* WHAT IS ASKED: Each record must be reproduced exactly as it is shown.

* MATERIAL:
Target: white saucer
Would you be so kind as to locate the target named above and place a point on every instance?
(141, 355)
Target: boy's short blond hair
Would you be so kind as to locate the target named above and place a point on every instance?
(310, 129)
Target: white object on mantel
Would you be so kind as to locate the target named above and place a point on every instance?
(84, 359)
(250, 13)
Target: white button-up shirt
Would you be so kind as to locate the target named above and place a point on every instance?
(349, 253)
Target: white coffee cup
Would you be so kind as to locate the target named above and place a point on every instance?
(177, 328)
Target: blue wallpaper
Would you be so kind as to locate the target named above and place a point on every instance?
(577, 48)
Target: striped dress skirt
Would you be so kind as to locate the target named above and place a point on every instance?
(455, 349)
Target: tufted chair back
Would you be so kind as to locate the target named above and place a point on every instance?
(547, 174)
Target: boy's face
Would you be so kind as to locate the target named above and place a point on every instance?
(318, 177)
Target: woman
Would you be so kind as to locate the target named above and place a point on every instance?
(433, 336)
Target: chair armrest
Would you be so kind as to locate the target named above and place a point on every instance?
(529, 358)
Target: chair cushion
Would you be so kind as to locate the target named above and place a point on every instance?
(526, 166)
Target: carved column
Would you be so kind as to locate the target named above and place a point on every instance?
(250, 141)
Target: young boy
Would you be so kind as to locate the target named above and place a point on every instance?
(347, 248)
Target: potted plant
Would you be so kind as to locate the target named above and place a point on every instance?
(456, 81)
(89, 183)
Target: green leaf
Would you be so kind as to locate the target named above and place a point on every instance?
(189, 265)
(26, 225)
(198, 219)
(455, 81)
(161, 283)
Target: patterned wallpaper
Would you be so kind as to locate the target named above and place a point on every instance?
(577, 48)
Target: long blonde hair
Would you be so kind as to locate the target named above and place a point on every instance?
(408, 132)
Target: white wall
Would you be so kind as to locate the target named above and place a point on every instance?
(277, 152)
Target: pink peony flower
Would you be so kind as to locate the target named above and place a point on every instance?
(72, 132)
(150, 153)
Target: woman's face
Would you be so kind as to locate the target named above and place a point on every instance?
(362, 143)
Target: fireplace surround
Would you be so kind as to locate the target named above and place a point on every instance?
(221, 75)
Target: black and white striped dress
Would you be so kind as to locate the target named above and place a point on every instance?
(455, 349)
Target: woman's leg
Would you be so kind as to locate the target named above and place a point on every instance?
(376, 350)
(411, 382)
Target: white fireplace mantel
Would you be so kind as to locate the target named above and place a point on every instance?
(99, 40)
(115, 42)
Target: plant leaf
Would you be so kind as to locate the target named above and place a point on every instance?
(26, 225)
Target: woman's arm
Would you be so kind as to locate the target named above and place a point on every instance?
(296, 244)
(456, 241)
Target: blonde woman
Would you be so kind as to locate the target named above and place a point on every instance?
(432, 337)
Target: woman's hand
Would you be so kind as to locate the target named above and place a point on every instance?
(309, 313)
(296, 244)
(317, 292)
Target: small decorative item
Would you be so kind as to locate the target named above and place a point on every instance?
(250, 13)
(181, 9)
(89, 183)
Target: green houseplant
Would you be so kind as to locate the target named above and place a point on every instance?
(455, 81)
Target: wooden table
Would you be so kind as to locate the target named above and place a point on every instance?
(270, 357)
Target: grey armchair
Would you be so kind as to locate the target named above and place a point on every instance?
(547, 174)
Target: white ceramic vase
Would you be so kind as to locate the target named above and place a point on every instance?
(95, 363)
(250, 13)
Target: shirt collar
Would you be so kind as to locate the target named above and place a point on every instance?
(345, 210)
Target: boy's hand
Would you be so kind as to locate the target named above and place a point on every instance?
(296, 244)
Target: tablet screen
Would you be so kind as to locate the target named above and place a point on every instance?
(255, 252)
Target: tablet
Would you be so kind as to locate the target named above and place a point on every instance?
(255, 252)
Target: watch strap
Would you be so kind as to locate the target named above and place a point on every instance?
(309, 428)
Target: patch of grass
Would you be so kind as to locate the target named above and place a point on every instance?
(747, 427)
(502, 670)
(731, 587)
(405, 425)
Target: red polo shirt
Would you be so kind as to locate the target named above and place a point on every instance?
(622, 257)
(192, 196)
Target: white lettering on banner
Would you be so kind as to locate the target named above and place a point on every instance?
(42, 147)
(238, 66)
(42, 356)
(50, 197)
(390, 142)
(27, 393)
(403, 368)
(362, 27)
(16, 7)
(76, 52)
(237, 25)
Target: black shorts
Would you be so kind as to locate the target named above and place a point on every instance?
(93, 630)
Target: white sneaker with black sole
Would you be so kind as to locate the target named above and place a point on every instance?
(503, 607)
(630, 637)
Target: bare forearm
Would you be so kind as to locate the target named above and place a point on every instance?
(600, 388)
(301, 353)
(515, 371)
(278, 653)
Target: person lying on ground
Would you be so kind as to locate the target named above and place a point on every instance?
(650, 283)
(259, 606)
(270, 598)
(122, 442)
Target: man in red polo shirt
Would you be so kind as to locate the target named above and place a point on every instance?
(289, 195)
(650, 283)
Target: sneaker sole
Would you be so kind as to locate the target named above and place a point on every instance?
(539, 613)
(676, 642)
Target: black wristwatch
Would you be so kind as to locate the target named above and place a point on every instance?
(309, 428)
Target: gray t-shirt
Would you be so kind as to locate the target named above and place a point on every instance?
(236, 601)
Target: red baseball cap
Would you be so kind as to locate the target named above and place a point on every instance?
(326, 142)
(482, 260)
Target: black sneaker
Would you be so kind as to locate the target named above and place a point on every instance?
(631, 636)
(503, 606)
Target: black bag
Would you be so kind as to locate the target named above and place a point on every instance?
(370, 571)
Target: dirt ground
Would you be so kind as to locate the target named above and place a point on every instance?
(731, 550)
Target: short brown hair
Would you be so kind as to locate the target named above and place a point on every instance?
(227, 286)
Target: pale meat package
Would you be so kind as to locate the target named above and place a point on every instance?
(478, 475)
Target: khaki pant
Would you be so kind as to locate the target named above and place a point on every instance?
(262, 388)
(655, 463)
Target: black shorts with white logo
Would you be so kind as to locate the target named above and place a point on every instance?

* ANSWER TO THE EXERCISE:
Target: white saucer
Would you be so kind as to locate the target named above and place a point on every instance?
(141, 355)
Target: boy's short blond hair
Would you be so kind as to locate the target named above and place a point on every instance?
(310, 129)
Target: white object on mantel
Would you be so kind as to locate the target named above and place a point on every instance?
(84, 359)
(250, 13)
Target: white button-up shirt
Would you be so kind as to locate the target named above and place a point on every instance?
(349, 253)
Target: white coffee cup
Would you be so kind as to locate the target named above and place a point on every instance?
(177, 328)
Target: blue wallpaper
Would you be so kind as to locate the target named above and place a point on every instance?
(577, 48)
Target: striped dress skirt
Would you be so kind as to locate the target named above and place a point on every instance?
(455, 349)
Target: tufted chair back
Would you be so kind as to locate the target named above and place a point on every instance?
(547, 174)
Target: boy's face
Would you be so kind as to locate the target named above and place a point on every instance?
(318, 177)
Target: woman
Would you be so kind as to locate the target named above and place a point on every instance?
(433, 336)
Target: chair armrest
Would you be so kind as to locate the target named above and place a point on every instance?
(529, 358)
Target: chair cushion
Would you be so kind as to locate the target named above and place a point on every instance?
(526, 166)
Target: carved column
Would you be so kind as to locate the target named above and place a point on every instance?
(250, 141)
Target: young boy
Would you be so kind as to locate the target named above and place a point on every instance?
(347, 248)
Target: potted plant
Would you be so kind as to locate the target named above and place a point on every instance?
(456, 81)
(89, 183)
Target: green leaf
Would you be so kind as to locate the target named above and place a point on every instance?
(189, 265)
(26, 225)
(198, 219)
(455, 81)
(161, 283)
Target: patterned wallpaper
Would you be so kind as to locate the target named above and place a point on every instance?
(577, 48)
Target: long blonde hair
Would you be so kind as to locate the target named above and place a point on every instance?
(408, 132)
Target: white wall
Would you be so kind as to locate the target named above and place a point on every instance?
(277, 152)
Target: pink peony flower
Would you be so kind as to locate the target named above and place a point on every instance?
(72, 132)
(150, 153)
Target: woman's face
Would you be so kind as to locate the target named above and place a point on every instance?
(362, 143)
Target: fireplace surround
Would you be so kind as to locate the target named above and place a point on every instance?
(221, 75)
Target: black and white striped dress
Would you be so kind as to locate the target named above and place a point on every instance?
(455, 349)
Target: woman's leg
Would you be so kind as to locate the target named above and place a point on every instance?
(376, 350)
(411, 382)
Target: white fireplace mantel
Would you be so kind as to locate the target named above and place a point on every instance?
(99, 40)
(115, 42)
Target: plant leaf
Would you be so kind as to locate the target named above and place a point on every instance?
(26, 225)
Target: woman's arm
Would you be so kind as to locate the target named above and place a point on every instance?
(296, 244)
(456, 241)
Target: blonde woman
Would you be so kind as to locate the target named above and place a point on every instance?
(432, 337)
Target: woman's hand
Would you be so kind as to locate the target named above and place a point on every instance?
(309, 313)
(296, 244)
(317, 292)
Target: small decorative item
Would you be so kind as to locate the target named above and place a point on every instance?
(250, 13)
(181, 9)
(89, 183)
Target: green houseplant
Would you be so kind as to locate the target named above and place a point on every instance?
(455, 81)
Target: wooden table
Would you be so kind as to locate the target named above and place a point on every instance?
(270, 357)
Target: grey armchair
Would you be so kind as to locate the target named above and place a point on every instance?
(547, 174)
Target: white ceramic vase
Would you be so kind as to locate the target named above and place a point on every instance?
(95, 363)
(250, 13)
Target: shirt collar
Would you be so kind as to locate the target named above and place a point on every instance?
(345, 210)
Target: boy's hand
Would you be so kind as to locate the target named above and place a point on every instance?
(296, 244)
Target: tablet screen
Would you be so kind as to locate the target named above and place a point on every instance?
(255, 252)
Target: tablet
Would you be so kind as to locate the target named above and place a point on every instance?
(255, 252)
Target: watch strap
Would you be so kind as to locate the target named above and place a point on every instance?
(309, 428)
Target: patch of grass
Would you be so kind as to locate the target named above and place a point on every instance?
(747, 427)
(502, 670)
(731, 587)
(405, 425)
Target: red polo shirt
Would you be so kind as to locate the target named above and place a point on every instance?
(622, 257)
(192, 196)
Target: white lettering on banner
Would you be so kind as to locate the target named above and place a point on every instance?
(42, 147)
(238, 66)
(42, 356)
(50, 197)
(390, 142)
(27, 393)
(403, 368)
(362, 27)
(16, 7)
(76, 52)
(237, 25)
Target: black shorts
Would you be so kind as to locate the target named above and place a point on every instance?
(93, 630)
Target: white sneaker with black sole
Would you be so kind as to locate the target named above and place a point on every instance?
(503, 607)
(630, 637)
Target: bare forearm
Would you be so kind as to locate the target named above and place a point on every instance?
(600, 388)
(301, 353)
(515, 371)
(278, 653)
Target: person lying on ground
Would you be so kind as to locate the target named above and place a point on every instance?
(650, 283)
(259, 606)
(270, 598)
(122, 442)
Target: man in red polo shirt
Would you be so kind as to locate the target named above and place a point on every instance?
(289, 195)
(650, 283)
Target: sneaker sole
Would you be so kind as to locate the target named above and place a point on every instance?
(539, 613)
(676, 642)
Target: black wristwatch
Would you be so kind as to locate the target named above and place a point on every instance?
(309, 428)
Target: gray t-shirt
Would you be so kind as to locate the target named above and place a point on every instance?
(236, 601)
Target: red baseball cap
Would you be so kind as to locate the target named above and place a point on every instance?
(326, 142)
(482, 260)
Target: black sneaker
Would you be so kind as to locate the target named above and place a point on every instance?
(631, 636)
(503, 606)
Target: black bag
Would you be so kind as to locate the target named above and place a point on every instance?
(370, 571)
Target: dirt ground
Would you be so kind as to locate the target named above and place a point on every instance?
(731, 550)
Target: short brown hair
Would you be so kind as to locate the target named above and place a point on every instance?
(227, 286)
Target: pale meat package
Would you be so kind as to locate the target named above and place a point on every instance?
(478, 475)
Target: khaki pant
Would you be so kind as to locate the target named above and place a point on every instance?
(262, 388)
(655, 463)
Target: black shorts with white logo
Would you be so kind as to locate the target named above and place a point on every instance?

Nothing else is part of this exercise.